What needs to be done:
Each entry below should be given again exactly; the pictures stay out.

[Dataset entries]
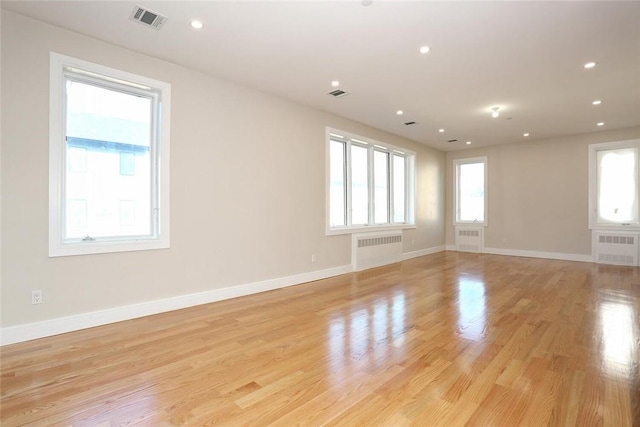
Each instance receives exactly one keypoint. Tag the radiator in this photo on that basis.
(469, 239)
(619, 248)
(370, 250)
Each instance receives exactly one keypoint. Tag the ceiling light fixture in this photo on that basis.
(196, 24)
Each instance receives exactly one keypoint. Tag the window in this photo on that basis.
(109, 164)
(614, 184)
(470, 191)
(370, 184)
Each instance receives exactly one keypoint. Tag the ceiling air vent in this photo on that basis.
(147, 17)
(338, 93)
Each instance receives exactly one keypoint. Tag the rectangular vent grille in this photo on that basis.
(376, 249)
(337, 93)
(616, 259)
(147, 17)
(617, 240)
(377, 241)
(618, 248)
(469, 239)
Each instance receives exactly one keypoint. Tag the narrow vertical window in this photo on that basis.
(381, 187)
(399, 189)
(337, 183)
(108, 160)
(359, 185)
(470, 187)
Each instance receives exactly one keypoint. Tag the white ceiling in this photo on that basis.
(526, 57)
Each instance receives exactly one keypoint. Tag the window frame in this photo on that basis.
(456, 190)
(109, 78)
(372, 146)
(593, 185)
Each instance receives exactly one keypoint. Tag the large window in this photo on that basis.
(614, 184)
(370, 184)
(109, 164)
(470, 191)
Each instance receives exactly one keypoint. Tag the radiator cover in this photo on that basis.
(370, 250)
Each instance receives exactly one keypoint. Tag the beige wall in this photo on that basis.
(537, 193)
(247, 187)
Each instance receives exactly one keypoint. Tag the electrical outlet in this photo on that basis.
(36, 297)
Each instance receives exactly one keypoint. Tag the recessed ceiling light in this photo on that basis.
(196, 24)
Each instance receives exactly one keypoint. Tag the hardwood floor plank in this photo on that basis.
(449, 339)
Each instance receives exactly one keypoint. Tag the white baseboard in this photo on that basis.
(422, 252)
(539, 254)
(533, 254)
(30, 331)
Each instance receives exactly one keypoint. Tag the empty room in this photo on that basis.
(349, 213)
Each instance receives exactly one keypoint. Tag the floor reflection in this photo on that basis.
(471, 308)
(618, 338)
(369, 335)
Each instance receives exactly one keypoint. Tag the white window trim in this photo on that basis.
(593, 189)
(57, 163)
(409, 185)
(456, 195)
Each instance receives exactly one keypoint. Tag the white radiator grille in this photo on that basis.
(376, 249)
(469, 239)
(615, 248)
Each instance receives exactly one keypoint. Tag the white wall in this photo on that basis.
(538, 194)
(247, 187)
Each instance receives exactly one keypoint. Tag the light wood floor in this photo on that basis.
(444, 340)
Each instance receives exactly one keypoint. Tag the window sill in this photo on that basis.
(368, 228)
(107, 247)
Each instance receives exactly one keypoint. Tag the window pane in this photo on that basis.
(471, 192)
(337, 196)
(112, 130)
(381, 187)
(399, 189)
(617, 177)
(359, 186)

Exercise answer:
Each instance receives exactly one keypoint. Tag the radiator in this photo on that basis.
(469, 239)
(619, 248)
(370, 250)
Each instance receives exactly one keypoint. Tag the ceiling light fixture in this photo on that basis.
(196, 24)
Each instance receives exactly one keypoint. Tag the window in this photo on that basis.
(109, 164)
(614, 184)
(470, 191)
(370, 184)
Each instance receives exactly one keypoint. Tag the ceiling air vent in this photo on that basis.
(147, 17)
(338, 93)
Each instance receives exactly one keypoint. Tag the rectangular vent grille in this photo on that basis.
(376, 249)
(337, 93)
(616, 259)
(147, 17)
(617, 240)
(377, 241)
(618, 248)
(469, 239)
Each instance receives exactly one keypoint. Tag the narrow vertical window in this photo on that basis.
(381, 187)
(399, 189)
(337, 183)
(108, 160)
(359, 185)
(470, 187)
Each instance receives exactly one keypoint. Tag the white ceiling in this photo on that basis.
(526, 57)
Each instance receives exactly one keypoint. Tag the window frame in this photo on that basis.
(456, 190)
(109, 78)
(372, 146)
(593, 185)
Each instance receives exactly one keypoint. Tag the large window in this photo on that basis.
(614, 184)
(370, 184)
(109, 164)
(470, 191)
Each instance receives exactly one keypoint. Tag the radiator cover in this photo on that basis.
(370, 250)
Each instance receives exactly one keypoint. Tag the beige wall in this photo on that basis.
(537, 193)
(247, 187)
Each instance receives exactly one keypoint. Tag the electrical outlet in this photo on that basis.
(36, 297)
Each instance receives exactly one keypoint. Tag the recessed ceiling light in this photo on that basis.
(196, 24)
Each instance receives exactly one keypoint. Tag the hardwood floor plank in this photo on that basis.
(449, 339)
Each instance receives exactly one keypoint. Tag the white baseboard in this photo on that basis.
(422, 252)
(539, 254)
(533, 254)
(30, 331)
Each instance receives exactly one keypoint. Tag the empty room in this photo on that basis.
(349, 213)
Each instance receives exactly one keypoint. Tag the floor reflection in this photo on that basis.
(471, 308)
(618, 338)
(369, 335)
Each instance receives exactly one keypoint. Tag the white window trim in this photo on that basis.
(593, 189)
(57, 163)
(409, 185)
(456, 195)
Each instance receives exactly one keypoint. Tag the white radiator grille in this photo on that basis.
(376, 249)
(469, 239)
(615, 248)
Each instance receives exactly one keypoint. Tag the white wall in this photo on that basis.
(538, 194)
(247, 187)
Each instance receives exactly one keypoint. Tag the light wood floor in this photo on that basis.
(444, 340)
Each instance receives exactly one keypoint. Tag the window sill in this photo on that basis.
(368, 228)
(107, 247)
Each instance receives exactly one keypoint. Tag the window pane in this photo on that basis.
(471, 192)
(337, 196)
(112, 130)
(381, 187)
(399, 189)
(617, 177)
(359, 186)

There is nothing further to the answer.